··· Supplied material ···

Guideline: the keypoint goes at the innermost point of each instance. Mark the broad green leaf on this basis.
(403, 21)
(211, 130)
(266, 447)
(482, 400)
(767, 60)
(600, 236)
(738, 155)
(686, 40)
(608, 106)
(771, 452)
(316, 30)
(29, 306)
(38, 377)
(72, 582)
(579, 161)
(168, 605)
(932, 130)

···

* _Set task_: Copy all of the rows above character for character, leaving every line unchanged.

* _Correct answer_:
Guideline: the keypoint goes at the innermost point of each instance. Mark the broad green leaf on this basis.
(403, 21)
(211, 130)
(266, 447)
(482, 400)
(767, 60)
(600, 236)
(738, 155)
(686, 40)
(608, 106)
(771, 452)
(316, 30)
(29, 306)
(38, 377)
(72, 582)
(579, 161)
(168, 605)
(932, 130)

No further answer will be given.